• **Written task**
Pull out every line in the records below that contains the word "image", and copy each such line in full. Case counts.

--- Source data ---

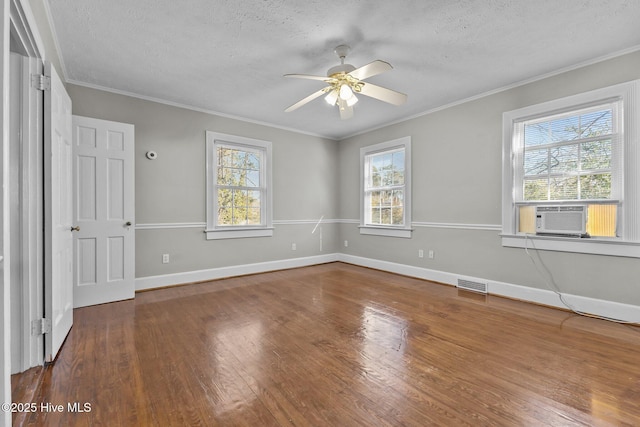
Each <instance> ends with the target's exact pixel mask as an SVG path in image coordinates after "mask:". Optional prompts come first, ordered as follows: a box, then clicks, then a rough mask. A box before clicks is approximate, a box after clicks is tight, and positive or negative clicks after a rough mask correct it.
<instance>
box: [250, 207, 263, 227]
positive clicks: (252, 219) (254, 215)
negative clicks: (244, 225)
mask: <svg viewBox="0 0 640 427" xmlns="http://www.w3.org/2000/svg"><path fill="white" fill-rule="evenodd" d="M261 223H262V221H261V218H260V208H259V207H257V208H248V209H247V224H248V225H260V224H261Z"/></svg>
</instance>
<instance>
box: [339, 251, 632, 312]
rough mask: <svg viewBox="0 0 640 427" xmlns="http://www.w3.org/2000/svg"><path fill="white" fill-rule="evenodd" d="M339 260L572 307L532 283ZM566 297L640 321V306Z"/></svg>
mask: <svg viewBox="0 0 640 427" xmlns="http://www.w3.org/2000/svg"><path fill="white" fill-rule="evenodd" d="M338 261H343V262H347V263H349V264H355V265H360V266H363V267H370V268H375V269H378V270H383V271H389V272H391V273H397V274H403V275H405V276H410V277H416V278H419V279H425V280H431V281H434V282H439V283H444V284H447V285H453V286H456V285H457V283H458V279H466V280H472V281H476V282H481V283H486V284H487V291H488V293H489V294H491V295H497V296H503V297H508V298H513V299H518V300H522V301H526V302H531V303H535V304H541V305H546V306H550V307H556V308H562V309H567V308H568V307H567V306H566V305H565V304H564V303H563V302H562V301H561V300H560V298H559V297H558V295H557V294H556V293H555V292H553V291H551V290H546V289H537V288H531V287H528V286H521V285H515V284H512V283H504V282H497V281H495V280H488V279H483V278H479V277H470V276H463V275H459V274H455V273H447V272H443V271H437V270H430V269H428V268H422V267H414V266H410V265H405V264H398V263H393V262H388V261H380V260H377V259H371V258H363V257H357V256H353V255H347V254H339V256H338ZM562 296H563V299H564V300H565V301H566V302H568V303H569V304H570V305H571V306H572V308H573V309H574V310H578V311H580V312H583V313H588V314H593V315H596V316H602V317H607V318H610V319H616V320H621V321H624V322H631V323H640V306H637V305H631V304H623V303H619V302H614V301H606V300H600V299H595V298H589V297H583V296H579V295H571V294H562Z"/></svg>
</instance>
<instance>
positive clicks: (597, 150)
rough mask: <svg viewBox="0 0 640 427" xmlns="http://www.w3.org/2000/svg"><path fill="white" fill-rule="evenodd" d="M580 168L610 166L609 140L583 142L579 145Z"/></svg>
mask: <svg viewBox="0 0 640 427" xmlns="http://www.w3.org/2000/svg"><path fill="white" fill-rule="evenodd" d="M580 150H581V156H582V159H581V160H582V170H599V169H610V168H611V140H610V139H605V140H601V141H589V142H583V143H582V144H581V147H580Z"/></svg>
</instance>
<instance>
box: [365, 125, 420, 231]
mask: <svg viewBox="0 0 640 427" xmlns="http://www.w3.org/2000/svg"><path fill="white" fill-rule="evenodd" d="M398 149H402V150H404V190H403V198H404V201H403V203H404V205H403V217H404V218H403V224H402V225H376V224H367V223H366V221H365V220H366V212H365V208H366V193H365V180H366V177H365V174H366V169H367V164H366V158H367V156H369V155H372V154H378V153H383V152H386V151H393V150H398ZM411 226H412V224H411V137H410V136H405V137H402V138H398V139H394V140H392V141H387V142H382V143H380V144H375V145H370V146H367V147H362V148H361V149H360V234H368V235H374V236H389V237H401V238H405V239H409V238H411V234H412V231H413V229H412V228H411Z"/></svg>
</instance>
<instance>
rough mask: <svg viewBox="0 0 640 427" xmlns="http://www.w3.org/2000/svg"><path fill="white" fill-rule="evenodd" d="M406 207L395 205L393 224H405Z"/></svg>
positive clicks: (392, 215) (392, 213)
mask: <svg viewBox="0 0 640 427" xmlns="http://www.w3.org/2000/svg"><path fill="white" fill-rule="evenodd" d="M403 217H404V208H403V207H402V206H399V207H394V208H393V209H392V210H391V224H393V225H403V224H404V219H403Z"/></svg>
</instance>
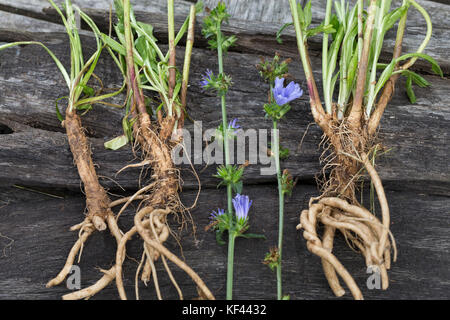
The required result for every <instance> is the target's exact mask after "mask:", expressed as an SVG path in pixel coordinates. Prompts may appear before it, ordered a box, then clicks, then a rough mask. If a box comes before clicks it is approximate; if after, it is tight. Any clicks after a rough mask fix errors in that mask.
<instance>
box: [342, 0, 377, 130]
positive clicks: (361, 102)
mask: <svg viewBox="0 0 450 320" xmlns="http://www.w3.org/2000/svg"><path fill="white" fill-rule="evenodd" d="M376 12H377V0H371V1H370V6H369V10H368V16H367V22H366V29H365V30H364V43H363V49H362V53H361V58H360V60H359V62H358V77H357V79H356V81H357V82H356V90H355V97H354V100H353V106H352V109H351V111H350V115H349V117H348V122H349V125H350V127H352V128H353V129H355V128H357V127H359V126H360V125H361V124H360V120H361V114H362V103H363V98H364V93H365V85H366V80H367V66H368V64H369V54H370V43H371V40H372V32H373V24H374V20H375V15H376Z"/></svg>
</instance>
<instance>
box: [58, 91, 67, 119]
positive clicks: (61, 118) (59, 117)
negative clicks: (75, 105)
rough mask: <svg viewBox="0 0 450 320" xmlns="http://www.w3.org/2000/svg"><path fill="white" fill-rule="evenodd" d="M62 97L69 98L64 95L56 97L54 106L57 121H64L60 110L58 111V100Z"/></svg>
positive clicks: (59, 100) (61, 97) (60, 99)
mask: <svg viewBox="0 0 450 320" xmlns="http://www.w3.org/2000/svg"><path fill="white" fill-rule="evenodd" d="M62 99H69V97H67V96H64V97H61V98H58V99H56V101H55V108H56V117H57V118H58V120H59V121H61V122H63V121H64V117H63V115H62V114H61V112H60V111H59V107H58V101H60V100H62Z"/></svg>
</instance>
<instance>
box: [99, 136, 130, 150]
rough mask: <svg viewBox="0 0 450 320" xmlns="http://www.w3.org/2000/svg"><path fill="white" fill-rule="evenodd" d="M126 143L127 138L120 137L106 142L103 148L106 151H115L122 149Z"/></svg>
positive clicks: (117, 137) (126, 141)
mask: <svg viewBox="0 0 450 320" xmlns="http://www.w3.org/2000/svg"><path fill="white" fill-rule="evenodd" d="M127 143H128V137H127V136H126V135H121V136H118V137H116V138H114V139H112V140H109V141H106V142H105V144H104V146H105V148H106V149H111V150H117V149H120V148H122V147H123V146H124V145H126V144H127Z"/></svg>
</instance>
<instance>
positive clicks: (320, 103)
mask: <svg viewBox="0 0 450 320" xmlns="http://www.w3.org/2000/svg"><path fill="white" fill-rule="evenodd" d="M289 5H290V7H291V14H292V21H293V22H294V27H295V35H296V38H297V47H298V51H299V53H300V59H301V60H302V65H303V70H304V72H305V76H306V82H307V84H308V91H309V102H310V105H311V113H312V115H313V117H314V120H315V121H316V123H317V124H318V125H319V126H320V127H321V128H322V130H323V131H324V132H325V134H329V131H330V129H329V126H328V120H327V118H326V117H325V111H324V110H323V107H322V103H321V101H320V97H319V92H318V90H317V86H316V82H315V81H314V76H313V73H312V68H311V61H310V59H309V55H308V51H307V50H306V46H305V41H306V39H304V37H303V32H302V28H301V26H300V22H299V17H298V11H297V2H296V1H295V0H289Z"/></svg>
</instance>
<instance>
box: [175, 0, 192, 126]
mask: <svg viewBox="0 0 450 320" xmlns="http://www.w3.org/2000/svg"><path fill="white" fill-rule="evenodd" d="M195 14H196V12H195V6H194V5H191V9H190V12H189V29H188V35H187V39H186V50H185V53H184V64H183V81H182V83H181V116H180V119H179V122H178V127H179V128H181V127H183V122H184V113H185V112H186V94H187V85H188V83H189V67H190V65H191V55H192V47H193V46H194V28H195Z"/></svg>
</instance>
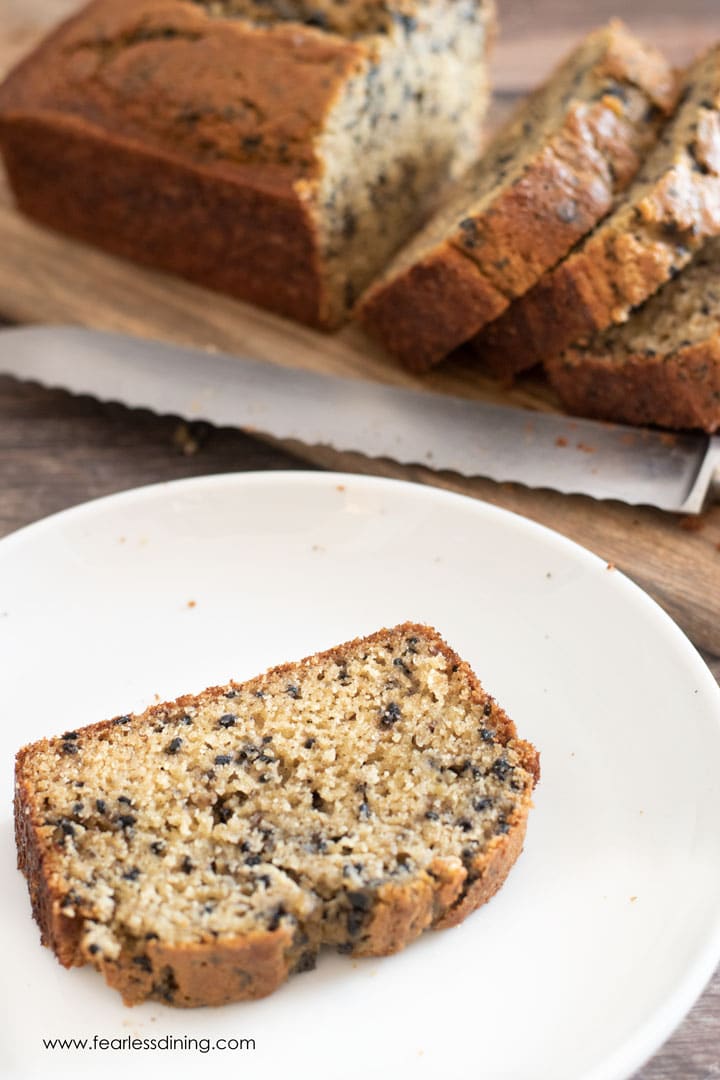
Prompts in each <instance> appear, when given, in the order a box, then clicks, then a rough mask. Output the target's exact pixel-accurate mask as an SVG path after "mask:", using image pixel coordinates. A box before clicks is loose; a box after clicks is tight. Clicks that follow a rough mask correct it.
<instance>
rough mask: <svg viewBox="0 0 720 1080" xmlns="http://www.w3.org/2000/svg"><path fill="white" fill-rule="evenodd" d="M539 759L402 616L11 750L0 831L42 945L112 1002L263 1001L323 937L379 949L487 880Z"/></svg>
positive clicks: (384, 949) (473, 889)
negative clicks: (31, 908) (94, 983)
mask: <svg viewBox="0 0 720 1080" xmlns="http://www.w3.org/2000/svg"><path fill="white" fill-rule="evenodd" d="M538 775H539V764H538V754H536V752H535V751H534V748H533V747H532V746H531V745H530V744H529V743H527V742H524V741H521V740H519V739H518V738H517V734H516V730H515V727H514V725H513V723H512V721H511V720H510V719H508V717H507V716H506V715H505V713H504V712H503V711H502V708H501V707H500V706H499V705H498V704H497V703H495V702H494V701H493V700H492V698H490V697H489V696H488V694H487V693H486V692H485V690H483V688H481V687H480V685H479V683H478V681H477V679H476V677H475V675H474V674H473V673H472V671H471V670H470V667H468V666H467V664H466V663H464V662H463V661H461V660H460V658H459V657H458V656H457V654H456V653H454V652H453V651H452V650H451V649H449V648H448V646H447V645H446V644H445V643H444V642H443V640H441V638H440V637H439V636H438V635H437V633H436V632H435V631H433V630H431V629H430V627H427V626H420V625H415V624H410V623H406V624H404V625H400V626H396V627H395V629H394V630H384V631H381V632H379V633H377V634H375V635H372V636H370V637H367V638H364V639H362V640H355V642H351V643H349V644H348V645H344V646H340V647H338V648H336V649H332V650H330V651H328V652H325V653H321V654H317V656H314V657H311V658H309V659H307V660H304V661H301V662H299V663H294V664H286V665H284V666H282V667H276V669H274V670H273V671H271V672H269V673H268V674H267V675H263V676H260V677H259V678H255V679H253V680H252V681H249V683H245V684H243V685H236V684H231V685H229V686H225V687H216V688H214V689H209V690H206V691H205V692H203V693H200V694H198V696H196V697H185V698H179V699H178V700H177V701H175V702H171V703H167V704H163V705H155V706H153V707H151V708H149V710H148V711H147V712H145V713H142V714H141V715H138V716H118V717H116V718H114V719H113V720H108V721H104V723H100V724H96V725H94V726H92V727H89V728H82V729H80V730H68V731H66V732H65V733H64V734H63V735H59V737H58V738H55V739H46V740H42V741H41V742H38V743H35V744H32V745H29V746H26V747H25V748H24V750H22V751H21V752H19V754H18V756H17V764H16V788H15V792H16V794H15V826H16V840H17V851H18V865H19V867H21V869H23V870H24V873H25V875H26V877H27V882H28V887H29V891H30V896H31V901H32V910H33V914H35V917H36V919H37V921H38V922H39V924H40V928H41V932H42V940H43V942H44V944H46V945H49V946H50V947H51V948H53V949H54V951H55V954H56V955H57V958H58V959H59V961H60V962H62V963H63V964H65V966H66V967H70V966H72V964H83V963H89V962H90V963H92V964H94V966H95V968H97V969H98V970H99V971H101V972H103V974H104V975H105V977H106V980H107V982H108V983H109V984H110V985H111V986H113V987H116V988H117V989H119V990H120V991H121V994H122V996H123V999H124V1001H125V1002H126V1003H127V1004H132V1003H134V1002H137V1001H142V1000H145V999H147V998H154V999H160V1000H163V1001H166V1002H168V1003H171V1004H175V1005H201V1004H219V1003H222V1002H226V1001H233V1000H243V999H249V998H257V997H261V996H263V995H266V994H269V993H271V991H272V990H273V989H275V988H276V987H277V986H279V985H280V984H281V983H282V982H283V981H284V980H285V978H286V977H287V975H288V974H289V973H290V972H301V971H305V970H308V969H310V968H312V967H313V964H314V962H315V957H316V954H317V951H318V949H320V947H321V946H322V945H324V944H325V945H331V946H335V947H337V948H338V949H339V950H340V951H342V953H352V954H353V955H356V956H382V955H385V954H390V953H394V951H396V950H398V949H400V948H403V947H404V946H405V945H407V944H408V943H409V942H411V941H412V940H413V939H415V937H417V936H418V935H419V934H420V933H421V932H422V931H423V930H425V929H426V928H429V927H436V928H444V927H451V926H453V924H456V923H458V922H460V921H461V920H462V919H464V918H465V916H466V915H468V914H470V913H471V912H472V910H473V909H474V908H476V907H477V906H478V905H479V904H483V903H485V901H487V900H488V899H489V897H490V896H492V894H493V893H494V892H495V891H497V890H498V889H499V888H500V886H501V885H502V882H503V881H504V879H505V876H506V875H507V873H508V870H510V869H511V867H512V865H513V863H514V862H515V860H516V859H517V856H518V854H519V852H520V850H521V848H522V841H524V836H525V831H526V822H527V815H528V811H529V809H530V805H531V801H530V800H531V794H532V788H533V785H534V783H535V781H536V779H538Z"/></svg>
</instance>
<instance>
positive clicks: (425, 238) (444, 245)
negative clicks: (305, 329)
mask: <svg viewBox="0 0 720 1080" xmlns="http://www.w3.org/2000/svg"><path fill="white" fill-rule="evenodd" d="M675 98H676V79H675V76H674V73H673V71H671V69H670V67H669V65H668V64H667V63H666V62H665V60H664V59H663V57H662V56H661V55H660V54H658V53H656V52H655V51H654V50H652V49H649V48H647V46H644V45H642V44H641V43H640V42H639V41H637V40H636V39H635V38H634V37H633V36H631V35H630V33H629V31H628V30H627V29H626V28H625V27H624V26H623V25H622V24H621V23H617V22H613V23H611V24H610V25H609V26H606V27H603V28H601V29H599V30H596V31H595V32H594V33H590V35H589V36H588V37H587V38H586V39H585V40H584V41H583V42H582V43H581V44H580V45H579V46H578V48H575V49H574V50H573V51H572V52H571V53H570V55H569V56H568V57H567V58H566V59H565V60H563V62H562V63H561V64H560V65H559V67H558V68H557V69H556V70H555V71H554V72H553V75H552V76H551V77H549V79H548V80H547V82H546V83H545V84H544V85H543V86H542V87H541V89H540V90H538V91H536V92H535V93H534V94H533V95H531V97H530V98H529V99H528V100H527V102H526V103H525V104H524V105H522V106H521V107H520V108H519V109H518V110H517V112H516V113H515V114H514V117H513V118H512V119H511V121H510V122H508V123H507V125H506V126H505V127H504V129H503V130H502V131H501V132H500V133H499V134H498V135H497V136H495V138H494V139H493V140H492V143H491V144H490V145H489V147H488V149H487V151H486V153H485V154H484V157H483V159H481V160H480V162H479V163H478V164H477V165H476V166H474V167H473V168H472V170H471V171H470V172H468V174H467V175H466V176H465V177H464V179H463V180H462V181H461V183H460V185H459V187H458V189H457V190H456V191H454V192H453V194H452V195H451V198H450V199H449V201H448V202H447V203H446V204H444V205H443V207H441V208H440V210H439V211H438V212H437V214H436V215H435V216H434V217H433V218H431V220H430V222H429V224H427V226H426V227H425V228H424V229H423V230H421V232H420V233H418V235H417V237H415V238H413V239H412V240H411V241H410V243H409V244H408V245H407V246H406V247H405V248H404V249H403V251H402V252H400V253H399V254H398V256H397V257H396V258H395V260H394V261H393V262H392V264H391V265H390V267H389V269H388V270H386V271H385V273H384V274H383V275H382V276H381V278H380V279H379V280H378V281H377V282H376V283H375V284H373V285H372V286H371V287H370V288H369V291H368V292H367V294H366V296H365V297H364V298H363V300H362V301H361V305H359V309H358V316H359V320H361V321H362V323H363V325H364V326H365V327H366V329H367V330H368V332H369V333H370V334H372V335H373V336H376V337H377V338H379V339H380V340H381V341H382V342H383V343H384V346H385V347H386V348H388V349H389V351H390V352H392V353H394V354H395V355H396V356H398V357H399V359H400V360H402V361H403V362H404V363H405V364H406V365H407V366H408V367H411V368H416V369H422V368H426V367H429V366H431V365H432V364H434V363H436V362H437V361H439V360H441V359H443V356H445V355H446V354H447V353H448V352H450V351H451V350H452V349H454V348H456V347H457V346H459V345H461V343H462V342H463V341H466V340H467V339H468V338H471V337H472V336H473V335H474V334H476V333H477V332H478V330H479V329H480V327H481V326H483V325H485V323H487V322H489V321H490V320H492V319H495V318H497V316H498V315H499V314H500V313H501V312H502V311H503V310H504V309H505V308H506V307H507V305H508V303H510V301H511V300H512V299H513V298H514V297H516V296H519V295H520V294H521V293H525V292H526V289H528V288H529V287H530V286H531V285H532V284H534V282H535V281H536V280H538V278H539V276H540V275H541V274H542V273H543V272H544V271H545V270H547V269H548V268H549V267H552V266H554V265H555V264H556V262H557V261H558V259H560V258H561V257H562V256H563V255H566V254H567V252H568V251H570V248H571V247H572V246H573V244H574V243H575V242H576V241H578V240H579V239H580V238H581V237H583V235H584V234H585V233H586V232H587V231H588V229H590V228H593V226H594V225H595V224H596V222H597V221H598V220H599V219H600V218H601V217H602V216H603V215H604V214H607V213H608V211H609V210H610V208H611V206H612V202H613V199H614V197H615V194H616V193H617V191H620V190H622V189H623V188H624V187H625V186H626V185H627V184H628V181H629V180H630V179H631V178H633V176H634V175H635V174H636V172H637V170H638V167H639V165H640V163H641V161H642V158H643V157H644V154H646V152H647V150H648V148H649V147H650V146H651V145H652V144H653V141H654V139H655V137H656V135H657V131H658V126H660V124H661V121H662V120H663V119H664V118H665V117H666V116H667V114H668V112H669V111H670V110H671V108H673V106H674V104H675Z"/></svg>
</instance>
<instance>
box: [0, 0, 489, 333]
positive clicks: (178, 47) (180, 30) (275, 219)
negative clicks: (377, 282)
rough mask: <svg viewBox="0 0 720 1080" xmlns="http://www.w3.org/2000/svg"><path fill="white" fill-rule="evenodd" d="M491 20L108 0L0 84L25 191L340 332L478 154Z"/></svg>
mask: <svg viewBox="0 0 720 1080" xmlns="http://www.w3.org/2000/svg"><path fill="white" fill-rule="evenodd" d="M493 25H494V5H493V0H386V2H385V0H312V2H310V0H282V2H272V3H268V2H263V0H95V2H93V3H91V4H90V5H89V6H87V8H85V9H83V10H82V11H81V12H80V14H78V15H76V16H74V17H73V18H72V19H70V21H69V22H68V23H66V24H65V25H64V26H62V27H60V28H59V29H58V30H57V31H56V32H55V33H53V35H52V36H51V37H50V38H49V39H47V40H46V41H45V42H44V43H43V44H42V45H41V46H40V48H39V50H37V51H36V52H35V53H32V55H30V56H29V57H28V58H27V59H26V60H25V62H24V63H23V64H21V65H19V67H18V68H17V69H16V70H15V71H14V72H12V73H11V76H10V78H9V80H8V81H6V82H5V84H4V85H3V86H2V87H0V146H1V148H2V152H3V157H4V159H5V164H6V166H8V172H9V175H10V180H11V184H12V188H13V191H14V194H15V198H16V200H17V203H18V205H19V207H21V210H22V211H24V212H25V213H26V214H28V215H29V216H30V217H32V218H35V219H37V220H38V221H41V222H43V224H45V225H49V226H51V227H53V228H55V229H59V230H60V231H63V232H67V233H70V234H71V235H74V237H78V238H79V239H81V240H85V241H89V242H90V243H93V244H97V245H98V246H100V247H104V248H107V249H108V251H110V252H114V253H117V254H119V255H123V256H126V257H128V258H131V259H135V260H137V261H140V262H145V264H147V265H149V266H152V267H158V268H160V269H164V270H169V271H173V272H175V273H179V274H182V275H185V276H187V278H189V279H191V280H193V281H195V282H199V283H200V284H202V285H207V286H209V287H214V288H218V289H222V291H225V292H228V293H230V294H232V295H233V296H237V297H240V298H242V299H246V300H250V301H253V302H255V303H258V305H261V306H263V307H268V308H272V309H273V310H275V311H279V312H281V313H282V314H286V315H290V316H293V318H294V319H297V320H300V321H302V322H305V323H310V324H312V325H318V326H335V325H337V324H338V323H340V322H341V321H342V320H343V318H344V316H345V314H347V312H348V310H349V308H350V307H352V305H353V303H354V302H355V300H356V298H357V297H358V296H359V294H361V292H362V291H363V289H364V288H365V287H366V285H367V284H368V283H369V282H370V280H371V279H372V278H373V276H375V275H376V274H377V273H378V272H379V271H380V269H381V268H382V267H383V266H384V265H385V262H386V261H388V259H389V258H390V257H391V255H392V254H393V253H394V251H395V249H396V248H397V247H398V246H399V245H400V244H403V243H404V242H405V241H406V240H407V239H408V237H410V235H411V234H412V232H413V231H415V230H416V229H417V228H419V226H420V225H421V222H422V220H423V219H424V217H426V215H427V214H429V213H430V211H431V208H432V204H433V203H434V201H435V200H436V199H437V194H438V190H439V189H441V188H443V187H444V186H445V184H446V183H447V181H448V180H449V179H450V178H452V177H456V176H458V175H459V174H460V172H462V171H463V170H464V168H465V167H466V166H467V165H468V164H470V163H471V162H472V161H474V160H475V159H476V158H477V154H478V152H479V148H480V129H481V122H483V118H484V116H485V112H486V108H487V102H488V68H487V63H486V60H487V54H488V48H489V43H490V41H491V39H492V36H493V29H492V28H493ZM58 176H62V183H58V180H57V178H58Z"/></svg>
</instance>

---

• **Task solution**
Each <instance> ends with the target's exact pixel mask as an SVG path in image coordinates after "mask:". Optional prompts come first, ordered as follows: a box, then clicks, then a rough mask. A box before clicks is approximate, a box after clicks is tight, and positive or negative clicks after a rough mask correct it.
Prompts in each <instance> appear, when given, in the order a box, then clicks, then a rough mask. Output the target's exact pixel-accurate mask as an SVG path after "mask:", using image pixel coordinates. A box before clicks is loose; a box after clicks is tight. Clicks that follow a rough mask correct it.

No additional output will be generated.